* TO DO *
1/ In the solfege post, for how long has the writer taught solfege?
2/ Reproduce word for word the part of the solfege post that opens with the words containing "4. The argument" and closes with "up in moveable.".

Weighing in on the Solfege battles: on May 23, 2010 David Malek wrote about studying with Larry Scripp. I too studied with him many years ago, before he became a researcher and head of NEC’s Music in Education program. He is, without a doubt, one of the great influences in my musical life. I too would love to see the research that Mr. Malek mentioned.
I have gone on to teach solfege for almost 30 years, and use the ‘fixed’ do. I am constantly under pressure from colleagues to change to ‘moveable’ do. As has been pointed out in other posts, there are many good things about both systems: here is why I use this both in my classes, during my lessons, and especially in my own practice:
1. It most closely mimics what we do on our instruments: when I play an Eb major scale on my instrument, I don’t think of it as a transposed C major. I still have to press the correct valve combination to produce that Eb. I still have to know that there is a half step between G and Ab.
2. It is very good for transposition and score reading. After years of struggling with transposition (the bane of brass players!), after I learned the clefs in fixed do I found the skill to suddenly make a lot of sense and my reading ability (both in transposition and ‘in C’) to be greatly enhanced. And my score reading became much more proficient.
3. I have taught moveable do in a limited way – it is true that it teaches the function of the scale, especially at the beginning level, and does it well. But as you move up the ladder of more complex music, it becomes more and more difficult and convoluted to use it.
4. The argument is that the fixed do system is bogus because ‘Do’ refers to all forms of C (C#, Cb, etc) belies that fact that use of this system is about reading patterns of notes (really, note heads),in all clefs. A book that is not often used is in French – Dandelot’s ‘Manuel Pratique’ – which is not used to hear pitches or rhythms, but to recognize patterns of pitches through all seven clefs. This aspect of solfege is hardly ever discussed.
Most people argue for the system that they grew up in, thinking that it is the most perfect way to perceive and learn music. I learned my aural skills via three different system (for a short time, moveable do), and it wasn’t until Larry worked with me on fixed do that it made sense. I have seen that with my students – even those who resist at the beginning of the course because they grew up in moveable.
Finally, it seems to me that the purposes and rewards of fixed do would be:
closely imitates instrumental technique, is good for transposition as it is applied to instrumentalists, is good for score reading, is excellent in taking care of the first thing in music literacy – the recognition of notes and patterns, and can be used to quickly learn a piece of music so one can concentrate on actually playing or singing the music.
Moveable Do is very good to emphasize the theoretical aspects of music – the importance of the half steps, singing in modes and so on. Even so, I teach fixed do with a constant emphasis on the scale steps, no matter what key we are in.
The analogy stated elsewhere in these posts that this really sounds like warring tribal factions is very true. While I am pretty convinced that western music will not fail if everyone starts to use moveable or fixed do, numbers, or some other invented system or non-system, it would be nice for everyone to take a deep breath, and live with the fact that some people prefer one over the other.
Thank you for your stimulating blog site, and again for your inspiring book.

* SOURCE MATERIAL *
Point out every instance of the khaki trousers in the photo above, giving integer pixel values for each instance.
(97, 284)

* ANSWERS FOR THIS EXERCISE *
1/ Almost 30 years.

2/
4. The argument is that the fixed do system is bogus because ‘Do’ refers to all forms of C (C#, Cb, etc) belies that fact that use of this system is about reading patterns of notes (really, note heads),in all clefs. A book that is not often used is in French – Dandelot’s ‘Manuel Pratique’ – which is not used to hear pitches or rhythms, but to recognize patterns of pitches through all seven clefs. This aspect of solfege is hardly ever discussed.
Most people argue for the system that they grew up in, thinking that it is the most perfect way to perceive and learn music. I learned my aural skills via three different system (for a short time, moveable do), and it wasn’t until Larry worked with me on fixed do that it made sense. I have seen that with my students – even those who resist at the beginning of the course because they grew up in moveable.